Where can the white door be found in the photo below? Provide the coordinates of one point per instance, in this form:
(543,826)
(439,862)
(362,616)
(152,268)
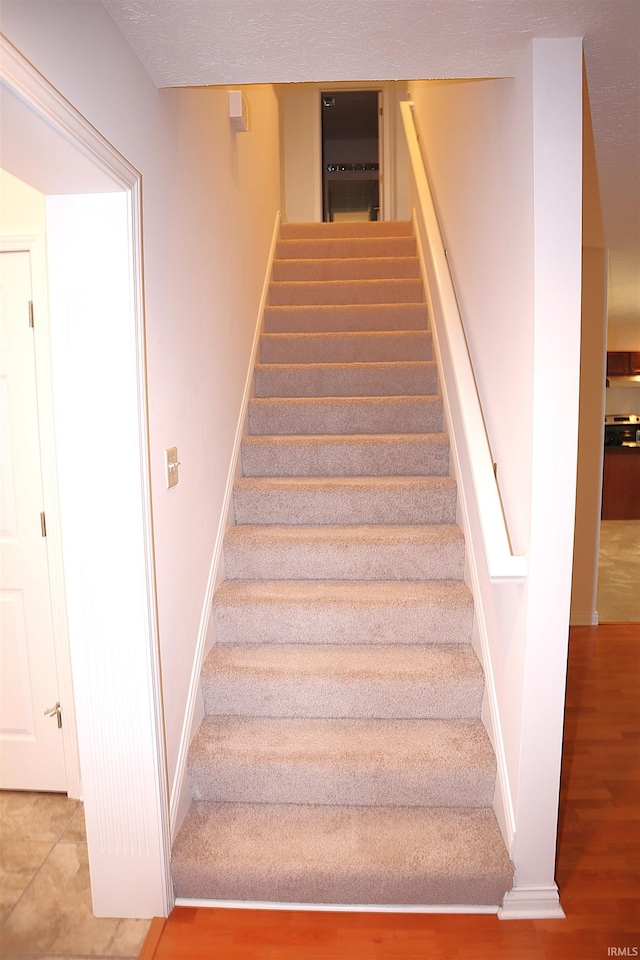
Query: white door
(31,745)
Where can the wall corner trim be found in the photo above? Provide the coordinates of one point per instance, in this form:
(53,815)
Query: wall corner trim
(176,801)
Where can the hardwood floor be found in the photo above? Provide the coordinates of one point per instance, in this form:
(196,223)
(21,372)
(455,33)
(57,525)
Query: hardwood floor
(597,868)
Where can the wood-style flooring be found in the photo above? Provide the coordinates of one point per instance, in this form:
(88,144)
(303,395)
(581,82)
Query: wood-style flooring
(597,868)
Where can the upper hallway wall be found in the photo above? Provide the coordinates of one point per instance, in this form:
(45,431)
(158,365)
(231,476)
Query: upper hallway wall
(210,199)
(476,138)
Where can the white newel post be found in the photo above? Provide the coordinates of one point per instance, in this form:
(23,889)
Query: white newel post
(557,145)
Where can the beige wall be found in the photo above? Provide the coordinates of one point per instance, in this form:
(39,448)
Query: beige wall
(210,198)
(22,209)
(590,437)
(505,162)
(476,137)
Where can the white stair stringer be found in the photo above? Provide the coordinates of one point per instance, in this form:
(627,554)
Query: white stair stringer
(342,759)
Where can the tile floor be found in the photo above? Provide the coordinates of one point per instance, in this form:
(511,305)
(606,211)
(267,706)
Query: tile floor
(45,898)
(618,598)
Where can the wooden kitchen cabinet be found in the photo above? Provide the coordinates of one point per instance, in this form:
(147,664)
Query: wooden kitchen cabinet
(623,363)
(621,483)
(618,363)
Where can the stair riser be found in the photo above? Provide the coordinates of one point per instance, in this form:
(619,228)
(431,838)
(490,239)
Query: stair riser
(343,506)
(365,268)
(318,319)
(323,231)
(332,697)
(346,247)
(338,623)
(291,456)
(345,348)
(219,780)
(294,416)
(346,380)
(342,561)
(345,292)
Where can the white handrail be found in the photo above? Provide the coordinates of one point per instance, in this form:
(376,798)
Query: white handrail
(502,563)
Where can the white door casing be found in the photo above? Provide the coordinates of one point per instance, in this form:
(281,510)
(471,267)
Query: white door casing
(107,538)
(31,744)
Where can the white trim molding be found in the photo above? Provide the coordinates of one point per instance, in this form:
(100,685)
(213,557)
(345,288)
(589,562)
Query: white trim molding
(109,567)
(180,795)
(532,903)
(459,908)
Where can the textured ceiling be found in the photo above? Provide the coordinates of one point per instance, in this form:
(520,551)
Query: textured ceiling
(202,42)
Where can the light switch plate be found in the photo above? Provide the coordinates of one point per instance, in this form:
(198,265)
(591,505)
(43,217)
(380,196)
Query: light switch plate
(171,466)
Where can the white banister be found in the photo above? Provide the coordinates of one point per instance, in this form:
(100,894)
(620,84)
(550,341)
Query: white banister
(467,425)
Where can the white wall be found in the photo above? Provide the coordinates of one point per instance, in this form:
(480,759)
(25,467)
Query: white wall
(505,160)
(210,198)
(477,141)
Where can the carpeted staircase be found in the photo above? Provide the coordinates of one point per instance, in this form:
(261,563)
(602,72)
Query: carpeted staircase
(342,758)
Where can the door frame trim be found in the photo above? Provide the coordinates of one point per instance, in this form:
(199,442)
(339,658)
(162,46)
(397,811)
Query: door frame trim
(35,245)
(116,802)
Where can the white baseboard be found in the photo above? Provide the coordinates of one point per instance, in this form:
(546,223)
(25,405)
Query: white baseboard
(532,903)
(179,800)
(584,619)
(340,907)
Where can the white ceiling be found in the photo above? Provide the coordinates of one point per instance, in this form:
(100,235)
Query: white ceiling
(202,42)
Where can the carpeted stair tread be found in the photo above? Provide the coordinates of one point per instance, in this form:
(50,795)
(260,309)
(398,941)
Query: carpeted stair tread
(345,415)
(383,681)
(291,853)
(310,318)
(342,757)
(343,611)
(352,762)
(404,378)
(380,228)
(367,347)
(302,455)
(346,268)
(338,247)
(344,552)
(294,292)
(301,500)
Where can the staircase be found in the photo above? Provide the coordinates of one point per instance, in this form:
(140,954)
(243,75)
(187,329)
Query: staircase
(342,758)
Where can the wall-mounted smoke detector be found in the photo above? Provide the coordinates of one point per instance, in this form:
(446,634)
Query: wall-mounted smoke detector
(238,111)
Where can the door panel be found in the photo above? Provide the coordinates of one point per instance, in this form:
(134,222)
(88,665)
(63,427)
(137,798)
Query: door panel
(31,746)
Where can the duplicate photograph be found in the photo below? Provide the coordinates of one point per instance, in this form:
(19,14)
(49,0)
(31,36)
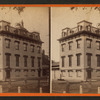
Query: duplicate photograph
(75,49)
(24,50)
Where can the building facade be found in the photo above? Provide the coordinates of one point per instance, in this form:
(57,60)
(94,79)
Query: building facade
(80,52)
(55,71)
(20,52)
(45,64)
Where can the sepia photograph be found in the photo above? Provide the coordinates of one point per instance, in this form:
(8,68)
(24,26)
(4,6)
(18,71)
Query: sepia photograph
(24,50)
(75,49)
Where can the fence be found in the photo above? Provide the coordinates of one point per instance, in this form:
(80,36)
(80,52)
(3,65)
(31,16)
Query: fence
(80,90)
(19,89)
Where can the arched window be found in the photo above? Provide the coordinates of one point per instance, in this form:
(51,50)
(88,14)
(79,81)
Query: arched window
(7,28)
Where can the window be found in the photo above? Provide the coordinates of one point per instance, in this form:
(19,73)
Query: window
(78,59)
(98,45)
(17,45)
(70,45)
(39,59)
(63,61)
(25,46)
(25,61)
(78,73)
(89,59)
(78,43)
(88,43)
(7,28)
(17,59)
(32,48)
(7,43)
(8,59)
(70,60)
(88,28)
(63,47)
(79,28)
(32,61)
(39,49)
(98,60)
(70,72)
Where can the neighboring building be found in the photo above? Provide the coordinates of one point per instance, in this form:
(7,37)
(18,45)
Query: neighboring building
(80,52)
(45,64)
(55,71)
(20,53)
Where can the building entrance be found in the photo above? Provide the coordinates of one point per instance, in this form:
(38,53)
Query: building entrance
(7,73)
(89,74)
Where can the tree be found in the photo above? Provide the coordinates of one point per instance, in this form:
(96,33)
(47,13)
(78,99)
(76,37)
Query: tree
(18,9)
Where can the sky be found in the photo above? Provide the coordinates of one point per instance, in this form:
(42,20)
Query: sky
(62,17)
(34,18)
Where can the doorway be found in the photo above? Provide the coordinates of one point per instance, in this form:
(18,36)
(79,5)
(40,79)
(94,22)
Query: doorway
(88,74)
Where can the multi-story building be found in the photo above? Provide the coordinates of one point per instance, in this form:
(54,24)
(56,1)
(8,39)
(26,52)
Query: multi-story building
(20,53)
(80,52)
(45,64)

* * *

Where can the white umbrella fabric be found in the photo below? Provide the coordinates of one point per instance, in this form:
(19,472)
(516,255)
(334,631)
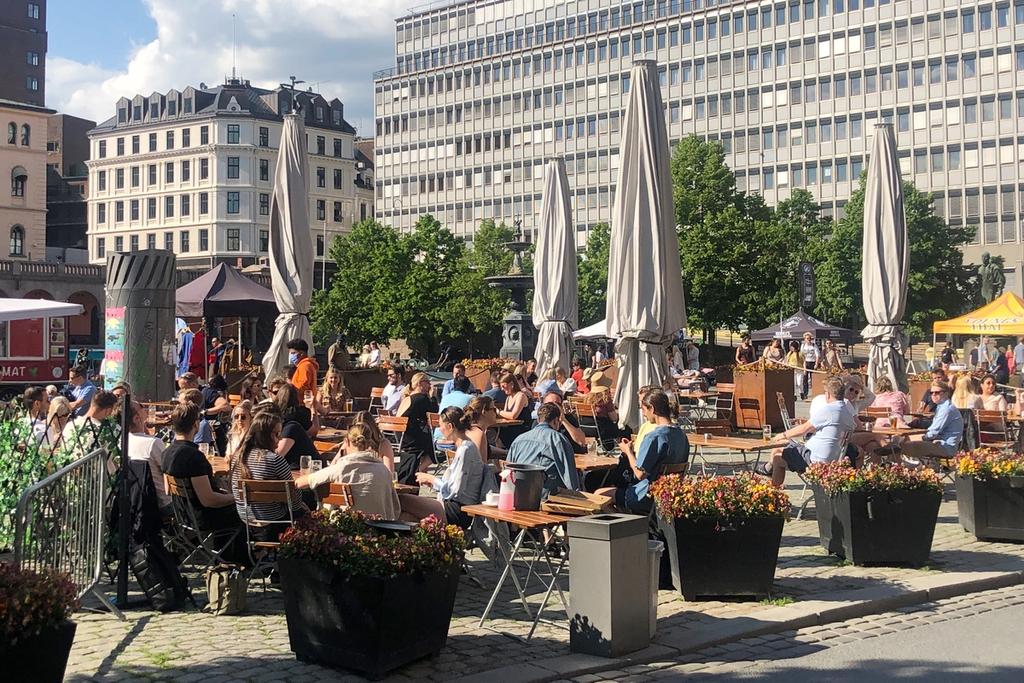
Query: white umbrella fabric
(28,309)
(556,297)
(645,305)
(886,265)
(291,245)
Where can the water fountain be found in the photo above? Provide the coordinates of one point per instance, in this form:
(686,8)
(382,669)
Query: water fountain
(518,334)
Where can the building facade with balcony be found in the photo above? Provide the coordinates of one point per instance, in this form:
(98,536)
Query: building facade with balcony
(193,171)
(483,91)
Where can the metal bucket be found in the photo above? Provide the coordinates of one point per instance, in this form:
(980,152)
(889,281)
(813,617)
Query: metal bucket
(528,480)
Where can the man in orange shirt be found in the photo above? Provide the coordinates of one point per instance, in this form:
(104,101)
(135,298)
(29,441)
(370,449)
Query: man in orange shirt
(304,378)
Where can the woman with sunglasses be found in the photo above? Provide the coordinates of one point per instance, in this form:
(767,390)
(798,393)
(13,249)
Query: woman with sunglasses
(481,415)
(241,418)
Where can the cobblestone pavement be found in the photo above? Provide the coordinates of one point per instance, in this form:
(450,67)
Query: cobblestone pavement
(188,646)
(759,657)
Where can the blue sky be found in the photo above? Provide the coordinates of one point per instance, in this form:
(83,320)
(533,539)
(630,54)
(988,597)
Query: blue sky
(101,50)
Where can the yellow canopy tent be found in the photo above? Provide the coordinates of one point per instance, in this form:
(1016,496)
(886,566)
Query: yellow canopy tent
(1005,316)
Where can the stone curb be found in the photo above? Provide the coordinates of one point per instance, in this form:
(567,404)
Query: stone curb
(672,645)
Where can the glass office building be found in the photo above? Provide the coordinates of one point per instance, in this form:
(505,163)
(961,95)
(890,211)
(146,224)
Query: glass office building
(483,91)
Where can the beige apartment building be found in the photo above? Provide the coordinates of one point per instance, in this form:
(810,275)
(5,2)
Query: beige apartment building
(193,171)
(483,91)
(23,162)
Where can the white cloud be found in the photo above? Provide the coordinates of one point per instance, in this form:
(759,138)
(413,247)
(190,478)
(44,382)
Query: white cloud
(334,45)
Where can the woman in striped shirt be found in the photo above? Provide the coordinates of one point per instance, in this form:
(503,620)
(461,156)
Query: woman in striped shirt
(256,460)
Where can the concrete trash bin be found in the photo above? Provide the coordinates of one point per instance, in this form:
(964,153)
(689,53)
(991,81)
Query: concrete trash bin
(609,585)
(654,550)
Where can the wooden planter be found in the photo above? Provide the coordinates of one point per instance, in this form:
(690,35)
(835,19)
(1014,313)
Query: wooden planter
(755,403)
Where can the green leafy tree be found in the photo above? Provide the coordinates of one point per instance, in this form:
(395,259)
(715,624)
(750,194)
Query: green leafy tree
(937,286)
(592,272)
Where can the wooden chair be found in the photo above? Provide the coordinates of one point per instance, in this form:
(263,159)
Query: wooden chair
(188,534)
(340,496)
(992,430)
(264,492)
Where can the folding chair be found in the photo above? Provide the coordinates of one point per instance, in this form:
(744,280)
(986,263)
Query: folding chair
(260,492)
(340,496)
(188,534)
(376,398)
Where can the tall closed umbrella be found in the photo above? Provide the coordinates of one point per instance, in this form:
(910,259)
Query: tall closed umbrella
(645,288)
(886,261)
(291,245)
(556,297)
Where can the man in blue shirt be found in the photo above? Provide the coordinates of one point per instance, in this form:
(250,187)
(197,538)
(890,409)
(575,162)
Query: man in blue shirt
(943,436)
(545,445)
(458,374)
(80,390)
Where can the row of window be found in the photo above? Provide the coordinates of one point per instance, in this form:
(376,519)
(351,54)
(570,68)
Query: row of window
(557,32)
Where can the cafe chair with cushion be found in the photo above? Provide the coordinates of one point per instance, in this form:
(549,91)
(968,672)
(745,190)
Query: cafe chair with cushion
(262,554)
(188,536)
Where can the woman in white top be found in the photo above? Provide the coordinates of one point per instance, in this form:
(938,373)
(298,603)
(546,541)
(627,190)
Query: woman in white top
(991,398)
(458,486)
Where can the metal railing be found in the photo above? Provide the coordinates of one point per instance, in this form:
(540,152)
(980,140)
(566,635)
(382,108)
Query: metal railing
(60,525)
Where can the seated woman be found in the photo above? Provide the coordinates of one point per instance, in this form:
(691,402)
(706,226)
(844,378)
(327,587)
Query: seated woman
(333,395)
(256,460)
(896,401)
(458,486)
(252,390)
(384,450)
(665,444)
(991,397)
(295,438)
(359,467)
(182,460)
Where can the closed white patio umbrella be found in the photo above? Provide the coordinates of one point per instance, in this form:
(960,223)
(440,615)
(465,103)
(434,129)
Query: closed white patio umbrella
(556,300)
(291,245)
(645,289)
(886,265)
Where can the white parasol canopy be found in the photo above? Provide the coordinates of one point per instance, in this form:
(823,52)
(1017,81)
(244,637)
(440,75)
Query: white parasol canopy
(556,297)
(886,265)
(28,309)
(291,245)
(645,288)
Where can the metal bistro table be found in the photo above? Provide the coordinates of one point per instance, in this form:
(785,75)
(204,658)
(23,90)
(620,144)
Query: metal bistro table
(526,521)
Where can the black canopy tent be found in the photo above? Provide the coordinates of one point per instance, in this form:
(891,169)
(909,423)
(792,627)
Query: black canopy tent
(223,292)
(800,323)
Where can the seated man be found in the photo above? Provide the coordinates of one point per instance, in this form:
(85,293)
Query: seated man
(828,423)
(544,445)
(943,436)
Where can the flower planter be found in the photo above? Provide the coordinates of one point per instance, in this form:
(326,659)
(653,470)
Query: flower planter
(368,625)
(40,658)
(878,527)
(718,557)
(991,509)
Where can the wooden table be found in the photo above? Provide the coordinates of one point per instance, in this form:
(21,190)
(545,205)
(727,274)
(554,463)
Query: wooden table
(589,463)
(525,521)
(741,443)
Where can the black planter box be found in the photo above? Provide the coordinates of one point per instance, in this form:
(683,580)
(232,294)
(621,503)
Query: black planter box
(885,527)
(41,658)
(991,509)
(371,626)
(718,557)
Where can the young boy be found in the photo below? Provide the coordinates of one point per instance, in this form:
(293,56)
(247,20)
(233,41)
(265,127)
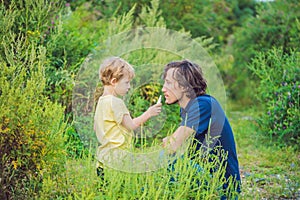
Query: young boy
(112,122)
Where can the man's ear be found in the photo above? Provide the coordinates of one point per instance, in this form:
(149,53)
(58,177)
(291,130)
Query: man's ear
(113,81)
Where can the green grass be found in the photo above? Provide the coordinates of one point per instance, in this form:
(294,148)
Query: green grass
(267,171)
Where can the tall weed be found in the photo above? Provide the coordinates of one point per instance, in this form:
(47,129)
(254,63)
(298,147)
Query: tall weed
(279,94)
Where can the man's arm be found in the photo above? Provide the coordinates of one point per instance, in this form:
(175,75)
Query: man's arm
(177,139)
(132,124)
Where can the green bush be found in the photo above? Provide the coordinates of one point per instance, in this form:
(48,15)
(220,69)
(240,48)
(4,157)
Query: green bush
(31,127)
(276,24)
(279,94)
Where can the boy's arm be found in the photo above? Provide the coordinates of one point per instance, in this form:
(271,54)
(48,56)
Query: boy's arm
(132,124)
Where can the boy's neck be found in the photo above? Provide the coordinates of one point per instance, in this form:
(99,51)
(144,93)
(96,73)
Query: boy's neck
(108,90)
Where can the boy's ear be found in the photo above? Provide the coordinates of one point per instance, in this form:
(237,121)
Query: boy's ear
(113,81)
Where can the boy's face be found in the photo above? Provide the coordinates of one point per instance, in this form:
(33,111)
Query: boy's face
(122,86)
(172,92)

=== DESCRIPTION OF THE TASK ===
Pull every line from the listing above that contains the string "young". Case matters.

=== THE ANSWER ===
Where can the young boy be found in the photo below? Provide the coordinates of one point per instance, in this form:
Query: young boy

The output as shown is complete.